_Short task_: Copy out only the records from the line containing "Would you mind tagging the flower" through the end of the records, both ends included. Keep each request unchanged, and shift every coordinate in the answer points by adding -92 to each number.

# start of Record set

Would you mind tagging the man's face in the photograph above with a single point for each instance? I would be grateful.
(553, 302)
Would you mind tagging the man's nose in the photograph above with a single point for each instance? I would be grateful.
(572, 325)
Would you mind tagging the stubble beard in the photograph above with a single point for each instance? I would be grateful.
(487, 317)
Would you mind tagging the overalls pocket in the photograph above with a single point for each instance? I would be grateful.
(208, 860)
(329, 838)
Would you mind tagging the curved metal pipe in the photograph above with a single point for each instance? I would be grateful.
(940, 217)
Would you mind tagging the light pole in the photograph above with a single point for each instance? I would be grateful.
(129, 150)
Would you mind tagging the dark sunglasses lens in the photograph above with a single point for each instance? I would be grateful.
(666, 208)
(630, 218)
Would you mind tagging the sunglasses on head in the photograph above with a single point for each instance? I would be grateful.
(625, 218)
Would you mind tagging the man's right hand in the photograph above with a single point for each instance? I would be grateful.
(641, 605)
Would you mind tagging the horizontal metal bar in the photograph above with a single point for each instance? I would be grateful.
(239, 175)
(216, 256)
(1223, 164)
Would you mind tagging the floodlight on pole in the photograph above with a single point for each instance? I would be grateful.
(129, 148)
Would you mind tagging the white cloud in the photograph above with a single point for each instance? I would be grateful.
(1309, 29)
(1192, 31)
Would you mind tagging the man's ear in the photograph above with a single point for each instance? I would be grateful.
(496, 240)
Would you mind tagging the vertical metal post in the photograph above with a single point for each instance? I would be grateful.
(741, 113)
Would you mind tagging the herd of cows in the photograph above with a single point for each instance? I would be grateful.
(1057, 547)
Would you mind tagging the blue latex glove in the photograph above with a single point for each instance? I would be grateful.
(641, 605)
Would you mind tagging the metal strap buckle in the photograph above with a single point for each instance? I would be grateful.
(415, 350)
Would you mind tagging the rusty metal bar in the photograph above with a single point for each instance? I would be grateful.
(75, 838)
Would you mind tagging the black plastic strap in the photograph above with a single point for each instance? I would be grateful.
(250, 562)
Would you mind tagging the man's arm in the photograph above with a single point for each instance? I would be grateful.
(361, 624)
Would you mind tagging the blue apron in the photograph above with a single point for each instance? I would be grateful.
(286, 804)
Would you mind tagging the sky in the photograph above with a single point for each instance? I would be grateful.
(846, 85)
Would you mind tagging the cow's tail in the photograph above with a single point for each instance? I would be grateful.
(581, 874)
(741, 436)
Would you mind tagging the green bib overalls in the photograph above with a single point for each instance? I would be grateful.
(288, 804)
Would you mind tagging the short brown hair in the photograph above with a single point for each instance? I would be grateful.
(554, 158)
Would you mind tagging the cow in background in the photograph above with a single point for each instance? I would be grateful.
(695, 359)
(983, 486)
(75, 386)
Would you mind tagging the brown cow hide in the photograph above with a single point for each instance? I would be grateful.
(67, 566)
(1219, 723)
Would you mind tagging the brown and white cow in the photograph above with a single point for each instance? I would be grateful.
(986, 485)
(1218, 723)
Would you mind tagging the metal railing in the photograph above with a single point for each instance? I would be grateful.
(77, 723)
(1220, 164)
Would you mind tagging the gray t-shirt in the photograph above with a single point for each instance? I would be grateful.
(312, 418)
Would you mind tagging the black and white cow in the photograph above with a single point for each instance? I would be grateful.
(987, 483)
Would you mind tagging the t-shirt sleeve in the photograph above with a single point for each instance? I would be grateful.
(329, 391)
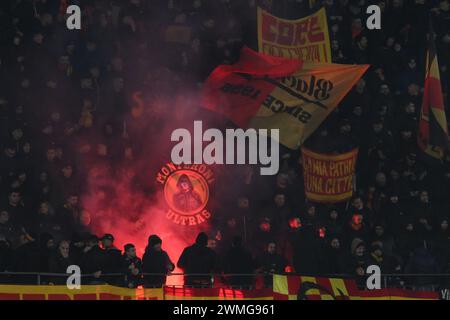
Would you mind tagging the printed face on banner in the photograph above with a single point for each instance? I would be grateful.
(186, 192)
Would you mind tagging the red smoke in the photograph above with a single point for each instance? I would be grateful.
(123, 198)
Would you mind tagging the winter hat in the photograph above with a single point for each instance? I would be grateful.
(356, 243)
(202, 239)
(154, 240)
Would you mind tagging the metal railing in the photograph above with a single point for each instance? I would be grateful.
(415, 282)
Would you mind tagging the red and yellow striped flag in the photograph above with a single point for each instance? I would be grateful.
(433, 132)
(289, 287)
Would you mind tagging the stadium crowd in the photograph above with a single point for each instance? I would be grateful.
(59, 88)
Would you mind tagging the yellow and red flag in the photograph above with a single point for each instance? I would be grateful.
(328, 178)
(266, 92)
(433, 131)
(290, 287)
(305, 38)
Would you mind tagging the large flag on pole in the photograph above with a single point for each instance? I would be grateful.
(266, 92)
(433, 132)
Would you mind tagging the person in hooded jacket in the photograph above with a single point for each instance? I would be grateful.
(155, 260)
(92, 261)
(112, 260)
(198, 259)
(58, 263)
(132, 266)
(239, 260)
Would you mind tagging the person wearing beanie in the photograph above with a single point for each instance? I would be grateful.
(198, 259)
(155, 261)
(358, 262)
(131, 267)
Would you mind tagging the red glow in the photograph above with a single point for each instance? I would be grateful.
(132, 216)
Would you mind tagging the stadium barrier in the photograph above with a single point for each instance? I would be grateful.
(285, 287)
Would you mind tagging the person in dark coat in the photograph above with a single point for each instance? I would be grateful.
(358, 262)
(335, 257)
(92, 261)
(112, 260)
(271, 262)
(239, 261)
(306, 251)
(59, 262)
(198, 259)
(132, 267)
(26, 258)
(155, 260)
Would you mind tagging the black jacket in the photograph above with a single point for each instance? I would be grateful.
(156, 262)
(197, 259)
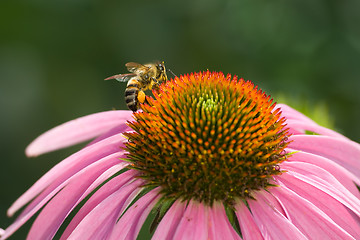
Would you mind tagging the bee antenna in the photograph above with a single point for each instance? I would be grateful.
(171, 72)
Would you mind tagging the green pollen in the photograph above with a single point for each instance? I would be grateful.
(208, 138)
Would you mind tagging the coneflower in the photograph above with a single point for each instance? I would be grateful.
(212, 156)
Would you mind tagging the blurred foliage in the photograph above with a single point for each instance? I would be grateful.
(54, 56)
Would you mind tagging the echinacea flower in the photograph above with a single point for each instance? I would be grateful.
(211, 156)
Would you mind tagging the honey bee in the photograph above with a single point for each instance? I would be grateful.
(141, 78)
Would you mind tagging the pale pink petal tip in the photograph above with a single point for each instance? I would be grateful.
(77, 131)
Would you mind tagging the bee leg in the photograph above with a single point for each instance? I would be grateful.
(141, 97)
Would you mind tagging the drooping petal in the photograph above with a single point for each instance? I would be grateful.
(58, 175)
(249, 229)
(194, 223)
(330, 206)
(76, 131)
(219, 226)
(345, 177)
(168, 224)
(324, 181)
(312, 222)
(85, 176)
(344, 152)
(299, 127)
(203, 222)
(54, 213)
(272, 224)
(130, 223)
(106, 190)
(100, 221)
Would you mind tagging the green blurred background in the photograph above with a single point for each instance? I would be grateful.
(54, 56)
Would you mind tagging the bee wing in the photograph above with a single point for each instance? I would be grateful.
(122, 77)
(133, 66)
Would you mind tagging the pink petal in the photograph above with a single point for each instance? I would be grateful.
(219, 226)
(130, 223)
(33, 208)
(344, 152)
(272, 224)
(167, 226)
(193, 224)
(328, 205)
(77, 131)
(100, 221)
(105, 191)
(249, 229)
(204, 222)
(341, 174)
(312, 222)
(54, 213)
(324, 181)
(300, 127)
(58, 175)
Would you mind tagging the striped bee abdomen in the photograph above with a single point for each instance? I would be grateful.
(131, 93)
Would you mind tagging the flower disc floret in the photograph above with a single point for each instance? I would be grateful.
(209, 138)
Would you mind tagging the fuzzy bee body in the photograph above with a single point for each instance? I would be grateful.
(140, 78)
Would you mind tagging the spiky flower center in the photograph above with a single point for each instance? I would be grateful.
(209, 138)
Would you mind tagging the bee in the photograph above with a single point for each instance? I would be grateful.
(141, 78)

# end of Record set

_Result of this exercise_:
Would you mind tagging the flower disc floret in the photograph above with a single point for each instance? I would be grateful.
(117, 46)
Would you mind tagging the fuzzy bee body in the photograph above with a single point for each instance? I would be grateful.
(48, -14)
Would you mind tagging the spiky flower center in the photograph above with a single point for each instance? I would be grateful.
(117, 46)
Would you mind tagging the bee in the photograph above with a single point for each instance? I would be grateful.
(49, -14)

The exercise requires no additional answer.